**Aim of the exercise**
Only the lines from the one with "Where in this photo can the open" through the last belong in the output; print them exactly as given below.

-----

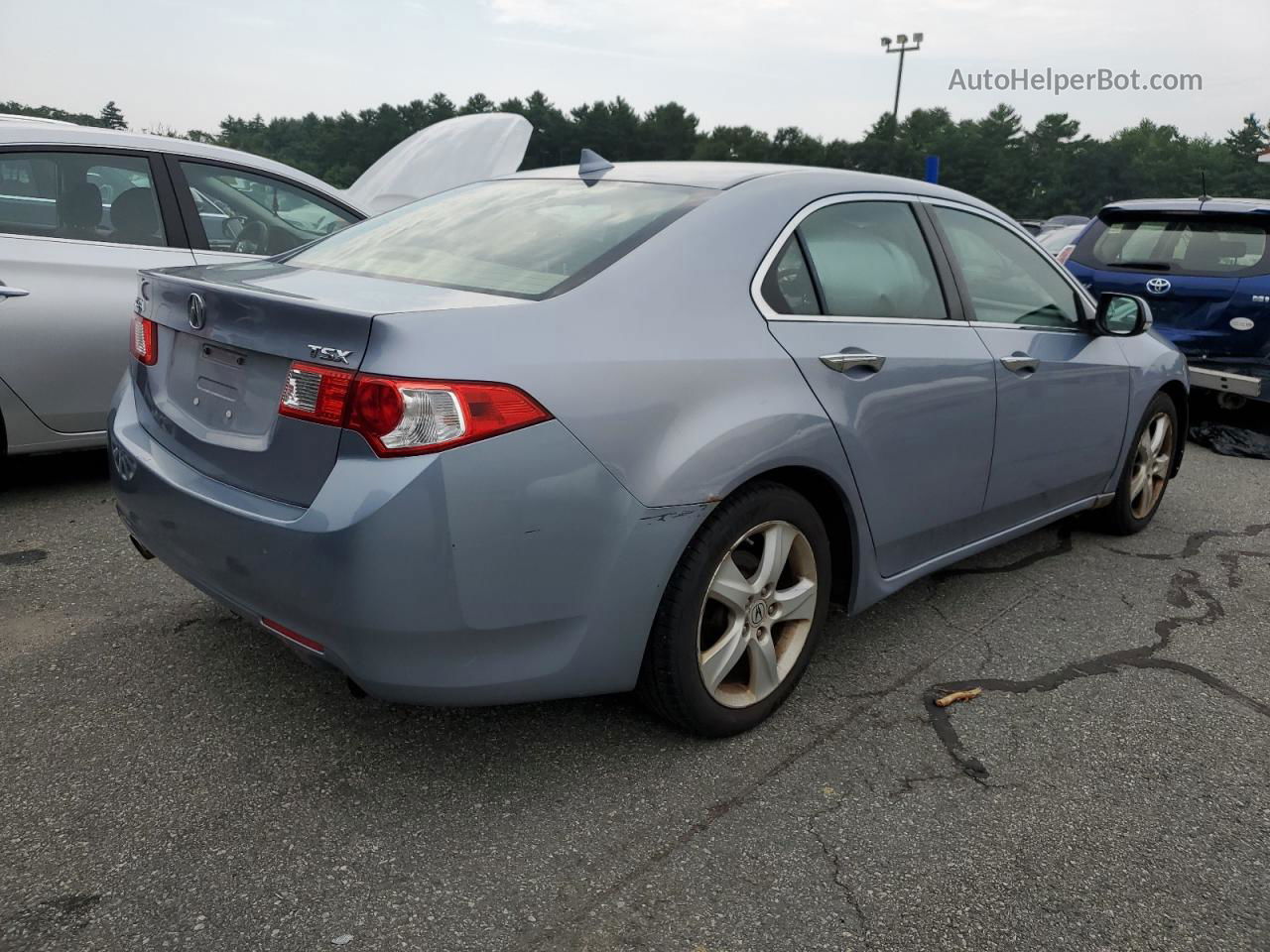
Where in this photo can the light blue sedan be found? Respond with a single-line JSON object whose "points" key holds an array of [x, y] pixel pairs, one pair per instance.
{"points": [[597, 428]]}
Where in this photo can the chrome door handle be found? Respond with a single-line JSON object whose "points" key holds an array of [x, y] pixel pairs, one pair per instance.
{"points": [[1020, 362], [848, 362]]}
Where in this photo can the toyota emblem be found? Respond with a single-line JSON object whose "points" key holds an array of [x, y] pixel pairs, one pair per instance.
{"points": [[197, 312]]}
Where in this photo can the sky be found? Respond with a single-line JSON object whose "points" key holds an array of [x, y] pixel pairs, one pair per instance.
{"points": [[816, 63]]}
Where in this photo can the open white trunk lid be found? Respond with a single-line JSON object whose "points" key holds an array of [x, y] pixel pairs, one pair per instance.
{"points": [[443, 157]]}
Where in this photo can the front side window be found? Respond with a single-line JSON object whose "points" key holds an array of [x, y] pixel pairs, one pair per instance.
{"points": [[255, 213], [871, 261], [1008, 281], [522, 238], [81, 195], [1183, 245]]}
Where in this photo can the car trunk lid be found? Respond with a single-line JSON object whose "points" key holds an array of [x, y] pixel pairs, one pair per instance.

-----

**Answer section**
Where in this photo can the open white trunk lid be found? Respond with a single-line JSON object whose "points" key holds an array of [x, y] pixel pairs, one pair per instance.
{"points": [[443, 157]]}
Where in this photo can the front side window be found? Respond with a single-line JSON object whose "points" key holds an array of [x, y] pixel pairs, one pair per instance.
{"points": [[255, 213], [871, 261], [1008, 281], [522, 238], [81, 195], [1183, 245]]}
Where in this photo can the car trunk lid be found? Respond with a single-line JSON object whose "points" key holds an array of [x, y] pixel pairs, one pair per instance.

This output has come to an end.